===== Texte du document

Le problème de l’effondrement de la pratique religieuse dans nos pays n’est pas les difficultés de l’église. Ce n’est qu’un moyen. S’il n’est plus utile on peut le ranger dans un musée. Le problème c’est qu’à défaut de trouver d’autres moyens, ce sont des vraies personnes, des familles, des sociétés qui ne travaillent plus leur foi, qui n’ont plus les moyens de profiter de ce patrimoine exceptionnel qu’est la Bible, ne nourrissent plus leur prière de façon suffisante ni de façon saine…
Comment reconnecter les contemporains au spirituel ?
Les croyants pourraient se bouger, d’abord, puisqu’ils y ont goûté. Pour cela, encore faut-il que la foi les nourrisse vraiment, qu’ils « pratiquent » et manifestent l’intérêt qu’ils y trouvent. Ce n’est pas faire la leçon aux autres, c’est juste donner envie à quelques personnes de leur entourage.
Il me semble qu’il faudrait que les églises, en tout cas les paroisses et les personnes individuelles, se (re)connectent avec leur mission essentielle, au service de la personne, si précieuse (toujours pour Jésus-Christ), et se sentent la vocation de l’aider à découvrir ou à se réconcilier avec Dieu grâce à l’Evangile.
Pour cela, Je réfléchis à haute voix. Et en ce qui concerne plus spécifiquement la sensibilité protestante « réformée » :
- Se concentrer sur l’essentiel : annoncer Jésus-Christ, réconcilier avec Dieu.

==========

### Consignes à suivre
Recopiez sans la moindre modification le passage du texte sur la pratique religieuse qui commence à « Les croyants pourraient » et se termine à « de leur entourage. ».

===== Données extraites

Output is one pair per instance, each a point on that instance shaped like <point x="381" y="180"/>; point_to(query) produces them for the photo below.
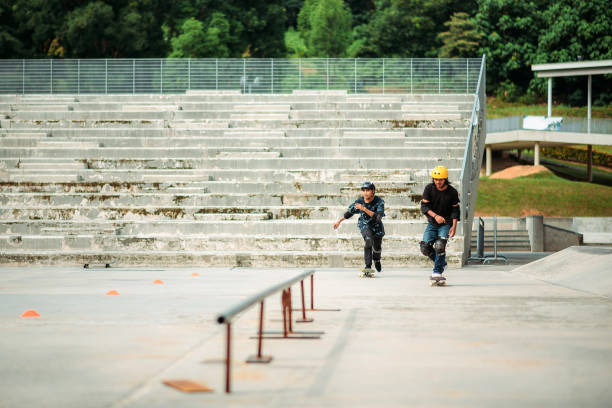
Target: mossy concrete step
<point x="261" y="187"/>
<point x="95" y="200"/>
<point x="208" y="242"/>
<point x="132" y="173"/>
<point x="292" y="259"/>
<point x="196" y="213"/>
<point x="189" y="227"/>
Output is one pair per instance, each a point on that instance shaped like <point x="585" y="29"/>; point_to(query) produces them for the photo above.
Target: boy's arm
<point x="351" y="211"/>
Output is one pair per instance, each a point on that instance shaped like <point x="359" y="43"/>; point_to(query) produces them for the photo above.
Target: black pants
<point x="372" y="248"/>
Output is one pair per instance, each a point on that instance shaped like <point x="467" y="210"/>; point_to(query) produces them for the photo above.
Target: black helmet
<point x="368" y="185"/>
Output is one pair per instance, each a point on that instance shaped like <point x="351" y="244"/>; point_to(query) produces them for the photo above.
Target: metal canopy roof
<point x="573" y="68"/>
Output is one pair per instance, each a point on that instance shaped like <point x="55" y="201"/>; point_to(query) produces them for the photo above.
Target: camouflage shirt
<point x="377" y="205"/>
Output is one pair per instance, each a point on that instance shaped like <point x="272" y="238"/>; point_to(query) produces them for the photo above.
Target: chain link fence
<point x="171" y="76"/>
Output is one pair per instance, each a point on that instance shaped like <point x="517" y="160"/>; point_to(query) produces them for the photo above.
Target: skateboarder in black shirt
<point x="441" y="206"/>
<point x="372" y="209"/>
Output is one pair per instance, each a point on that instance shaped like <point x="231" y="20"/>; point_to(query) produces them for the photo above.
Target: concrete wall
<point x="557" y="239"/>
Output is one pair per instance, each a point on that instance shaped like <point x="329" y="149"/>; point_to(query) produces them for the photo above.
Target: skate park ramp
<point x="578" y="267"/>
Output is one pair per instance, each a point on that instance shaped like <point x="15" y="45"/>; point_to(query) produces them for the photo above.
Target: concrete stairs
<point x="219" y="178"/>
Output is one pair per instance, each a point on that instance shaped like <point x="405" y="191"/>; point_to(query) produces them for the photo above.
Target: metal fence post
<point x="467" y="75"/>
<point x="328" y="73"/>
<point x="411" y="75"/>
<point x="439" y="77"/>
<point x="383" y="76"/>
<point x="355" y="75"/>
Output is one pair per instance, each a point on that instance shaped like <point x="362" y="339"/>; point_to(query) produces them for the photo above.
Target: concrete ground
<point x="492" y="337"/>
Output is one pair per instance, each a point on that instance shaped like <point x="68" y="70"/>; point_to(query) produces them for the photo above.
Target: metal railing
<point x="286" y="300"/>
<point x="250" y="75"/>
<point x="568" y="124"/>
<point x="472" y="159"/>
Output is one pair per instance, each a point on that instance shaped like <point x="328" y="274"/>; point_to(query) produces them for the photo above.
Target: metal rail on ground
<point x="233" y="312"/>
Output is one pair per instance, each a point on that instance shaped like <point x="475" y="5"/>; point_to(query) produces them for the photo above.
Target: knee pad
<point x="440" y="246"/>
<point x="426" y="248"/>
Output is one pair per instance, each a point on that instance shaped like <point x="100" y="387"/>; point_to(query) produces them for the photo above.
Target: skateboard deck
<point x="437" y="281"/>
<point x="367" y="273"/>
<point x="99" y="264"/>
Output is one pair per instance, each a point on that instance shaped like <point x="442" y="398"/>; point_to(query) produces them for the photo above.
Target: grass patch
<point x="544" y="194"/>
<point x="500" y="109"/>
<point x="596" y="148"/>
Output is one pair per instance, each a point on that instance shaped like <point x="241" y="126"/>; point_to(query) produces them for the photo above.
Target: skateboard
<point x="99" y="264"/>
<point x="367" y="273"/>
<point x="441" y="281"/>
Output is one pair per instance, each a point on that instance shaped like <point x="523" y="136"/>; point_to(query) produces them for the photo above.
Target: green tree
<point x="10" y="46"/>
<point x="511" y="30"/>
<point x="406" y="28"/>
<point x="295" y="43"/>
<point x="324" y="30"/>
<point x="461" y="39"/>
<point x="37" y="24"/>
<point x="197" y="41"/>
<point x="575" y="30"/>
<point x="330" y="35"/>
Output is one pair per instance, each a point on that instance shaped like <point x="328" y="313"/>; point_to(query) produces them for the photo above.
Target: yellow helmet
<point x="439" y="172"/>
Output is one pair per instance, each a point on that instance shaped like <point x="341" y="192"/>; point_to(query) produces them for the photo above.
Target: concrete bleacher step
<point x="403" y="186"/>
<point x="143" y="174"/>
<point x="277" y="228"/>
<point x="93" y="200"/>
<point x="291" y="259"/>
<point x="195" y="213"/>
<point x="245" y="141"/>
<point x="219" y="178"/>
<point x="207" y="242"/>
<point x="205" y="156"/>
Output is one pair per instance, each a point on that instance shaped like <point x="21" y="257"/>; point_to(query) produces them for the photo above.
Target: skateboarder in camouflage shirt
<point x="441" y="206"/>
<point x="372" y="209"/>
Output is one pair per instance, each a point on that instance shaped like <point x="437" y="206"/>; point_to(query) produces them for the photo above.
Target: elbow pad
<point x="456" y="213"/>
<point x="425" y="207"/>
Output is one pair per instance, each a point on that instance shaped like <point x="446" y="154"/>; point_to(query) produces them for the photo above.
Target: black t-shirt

==========

### Réponse attendue
Les croyants pourraient se bouger, d’abord, puisqu’ils y ont goûté. Pour cela, encore faut-il que la foi les nourrisse vraiment, qu’ils « pratiquent » et manifestent l’intérêt qu’ils y trouvent. Ce n’est pas faire la leçon aux autres, c’est juste donner envie à quelques personnes de leur entourage.